What this task involves: Copy out every line of the records below word for word, without changing anything.

Coordinate annotation records:
╔══
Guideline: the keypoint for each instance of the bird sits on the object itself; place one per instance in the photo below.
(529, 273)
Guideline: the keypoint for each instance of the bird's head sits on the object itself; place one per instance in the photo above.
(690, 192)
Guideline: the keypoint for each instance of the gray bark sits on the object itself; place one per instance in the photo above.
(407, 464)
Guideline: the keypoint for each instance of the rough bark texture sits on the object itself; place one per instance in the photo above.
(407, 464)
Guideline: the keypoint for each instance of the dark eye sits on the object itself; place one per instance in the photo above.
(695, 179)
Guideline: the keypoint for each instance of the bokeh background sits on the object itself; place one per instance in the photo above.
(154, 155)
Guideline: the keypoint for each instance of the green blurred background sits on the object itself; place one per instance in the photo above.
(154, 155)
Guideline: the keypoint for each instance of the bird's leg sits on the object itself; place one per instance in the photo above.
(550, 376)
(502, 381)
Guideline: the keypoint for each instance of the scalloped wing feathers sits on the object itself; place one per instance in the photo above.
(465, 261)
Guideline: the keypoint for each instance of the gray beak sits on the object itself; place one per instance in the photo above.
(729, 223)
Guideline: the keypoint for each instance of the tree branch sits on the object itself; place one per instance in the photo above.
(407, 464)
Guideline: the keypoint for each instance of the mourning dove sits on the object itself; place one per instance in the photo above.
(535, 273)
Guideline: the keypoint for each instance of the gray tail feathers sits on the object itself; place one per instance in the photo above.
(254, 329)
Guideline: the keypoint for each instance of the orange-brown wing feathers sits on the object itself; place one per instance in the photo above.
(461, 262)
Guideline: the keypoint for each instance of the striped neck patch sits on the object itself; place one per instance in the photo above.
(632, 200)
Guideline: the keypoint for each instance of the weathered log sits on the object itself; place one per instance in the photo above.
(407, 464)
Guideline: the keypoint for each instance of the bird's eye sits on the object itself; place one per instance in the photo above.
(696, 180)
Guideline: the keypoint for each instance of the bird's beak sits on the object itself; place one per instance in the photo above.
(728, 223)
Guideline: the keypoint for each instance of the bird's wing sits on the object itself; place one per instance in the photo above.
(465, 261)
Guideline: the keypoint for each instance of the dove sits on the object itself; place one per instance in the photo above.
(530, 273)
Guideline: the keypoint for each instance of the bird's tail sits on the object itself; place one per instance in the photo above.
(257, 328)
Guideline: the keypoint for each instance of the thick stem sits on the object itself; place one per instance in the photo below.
╚══
Task answer:
Guideline: the keypoint for each instance of the bird sits on the object itself; place one per instance in the photo below.
(529, 273)
Guideline: the keypoint for each instance of the bird's head sits on the object itself; place one per instance in the photo above.
(690, 192)
Guideline: the keypoint for each instance of the gray bark sits on the object itself; place one per instance in the photo above.
(407, 464)
Guideline: the keypoint for each instance of the rough bark texture sits on the object itself; place one per instance in the photo above.
(407, 464)
Guideline: the keypoint for each instance of the dark eye sits on the object itself; place one per instance in the photo above.
(695, 179)
Guideline: the keypoint for each instance of the bokeh background sits on the object itself; place one per instance in the photo above.
(154, 155)
Guideline: the keypoint for each instance of the green blurred background sits on the object itself; place one per instance in the photo above.
(154, 155)
Guideline: the keypoint for each instance of the bird's leg sits on the object itself; place one per instance in the photo above.
(550, 376)
(502, 381)
Guideline: the keypoint for each instance of the scalloped wing feathers sits on the object itself; place one per instance in the photo above.
(465, 261)
Guideline: the keypoint for each instance of the gray beak sits on the object itself; place one per instance in the photo above.
(729, 223)
Guideline: the keypoint for each instance of the tree branch sits on the object itself; place one per instance in the photo above.
(407, 464)
Guideline: the keypoint for each instance of the mourning dove sits on the object itself; place one per instance in the photo above.
(535, 273)
Guideline: the keypoint for each instance of the gray tail feathers sits on the object itself; place one per instance in the photo above.
(254, 329)
Guideline: the keypoint for each instance of the orange-brown wing feathers sits on the object itself; place one per instance in the photo above.
(461, 262)
Guideline: the keypoint for each instance of the striped neck patch sits on the object itself; place one per instance in the photo above.
(632, 200)
Guideline: the keypoint for each instance of the weathered log sits on the object itself; place one per instance in the photo above.
(407, 464)
Guideline: the keypoint for each instance of the bird's eye sits on the object itself; place one per instance in the photo above.
(696, 180)
Guideline: the keypoint for each instance of the bird's beak sits on the object itself; place one per instance in the photo above.
(728, 223)
Guideline: the keypoint for each instance of the bird's wing sits on the object itself; place one per instance in the photo above.
(465, 261)
Guideline: the keypoint for each instance of the dove sits on the object itself; place one per instance in the photo above.
(530, 273)
Guideline: the keypoint for each instance of the bird's tail sits on the object itself; place one per instance in the photo above.
(257, 328)
Guideline: the keypoint for each instance of the thick stem sits on the object itself; place one per instance in the photo below.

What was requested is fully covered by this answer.